Document passage =>
## Start

Then I read. I start with our "cultural studies." Each day we focus on one of the following:
  • Fairy Tales or Saint Stories - Currently we're reading The Book of Saints and Heroes by Andrew and Lenora Lang. The stories are pretty long, so I spread them over two days.
  • Poetry - We read a bit of poetry, just for listening pleasure. Currently, it's The Cuckoo's Haiku: and Other Birding Poems. I generally spread a book of poetry over a few days, too. You can see some of our other poetry selections using the poetry tag.
  • Picture Study - We study an artist over the course of many weeks. We do actual picture study with four to six works I've printed, interspersed with picture books or stories about the artist.
  • Shakespeare - We're reading through How to Teach Your Children Shakespeare and memorizing as we go. Occasionally, we'll read something else about the play we're studying.
  • Math - We don't do this now, but I want to add something like this for next year so send me all your suggestions.
If the children are still eating when I finish our cultural studies loop selection for the day, I might read Second Daughter's history reading. Everybody studies the same historical time period, but First Son and First Daughter read their work independently. If I read aloud to all of them, it's something interesting and applicable to everyone. Then I ask Second Daughter to narrate followed by the others. It gives us a bit of common ground and demonstrates narration for Second Daughter (some better than others, but that's life).

If people are still eating (it happens; they're slow eaters), then I dive into the read-alouds. We generally have three going at any given time and I'll alternate depending on what we read the day before, my mood, which book is at a more exciting point, or which book is due back to the library the soonest.
If I read a bit from each of the novels after history and all the earlier selections, we spend an hour together over the breakfast table. Sometimes, if we're rushing off to an appointment or something, we may not even get to our cultural studies. The prayer, virtue card, and psalm generally take five to ten minutes.

## End

(Object outline annotations)
## Start

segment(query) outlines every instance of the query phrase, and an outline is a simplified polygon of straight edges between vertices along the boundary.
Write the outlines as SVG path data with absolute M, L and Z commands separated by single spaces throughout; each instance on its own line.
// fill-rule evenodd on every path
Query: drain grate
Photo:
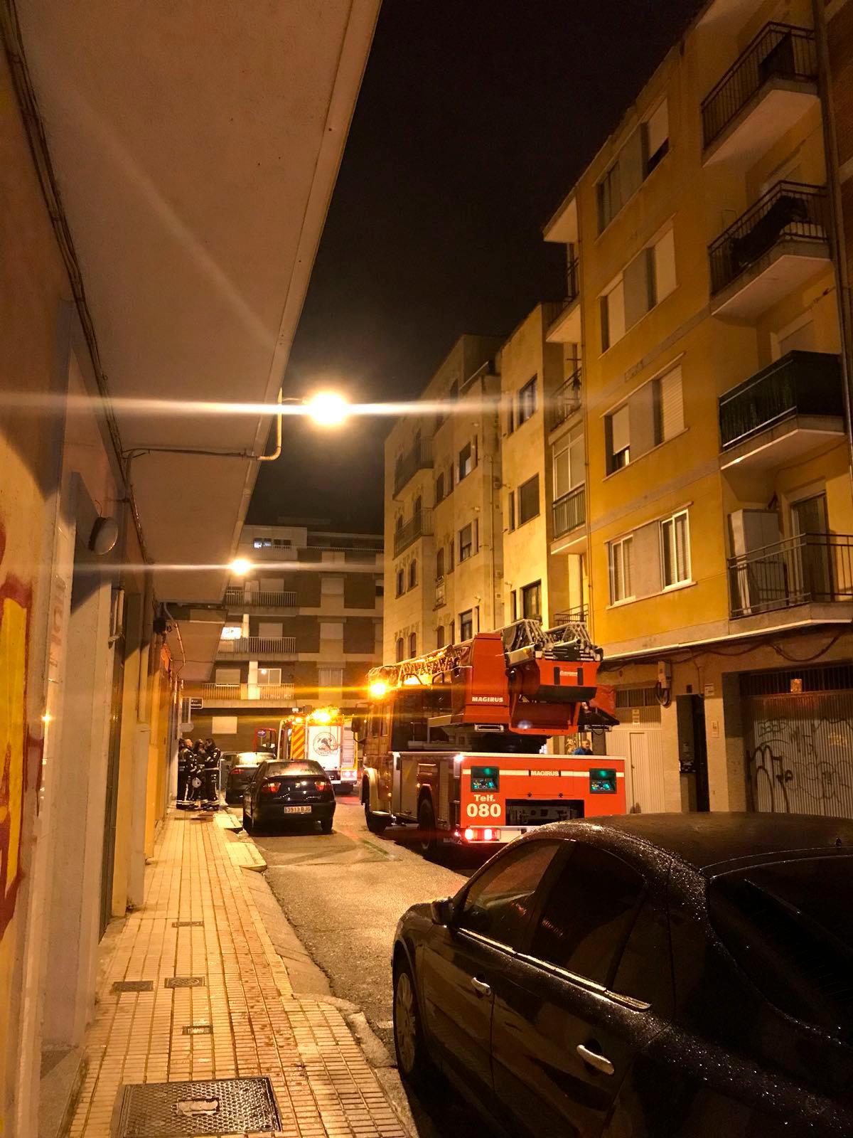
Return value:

## End

Problems to solve =>
**A.** According to the homeschool routine passage, how long do the prayer, virtue card, and psalm generally take?
**B.** Rewrite the homeschool routine passage from the words "If the children" through the words "library the soonest.", substituting "leisurely eaters" for "slow eaters".

Task-by-task answers =>
**A.** Five to ten minutes.

**B.**
If the children are still eating when I finish our cultural studies loop selection for the day, I might read Second Daughter's history reading. Everybody studies the same historical time period, but First Son and First Daughter read their work independently. If I read aloud to all of them, it's something interesting and applicable to everyone. Then I ask Second Daughter to narrate followed by the others. It gives us a bit of common ground and demonstrates narration for Second Daughter (some better than others, but that's life).

If people are still eating (it happens; they're leisurely eaters), then I dive into the read-alouds. We generally have three going at any given time and I'll alternate depending on what we read the day before, my mood, which book is at a more exciting point, or which book is due back to the library the soonest.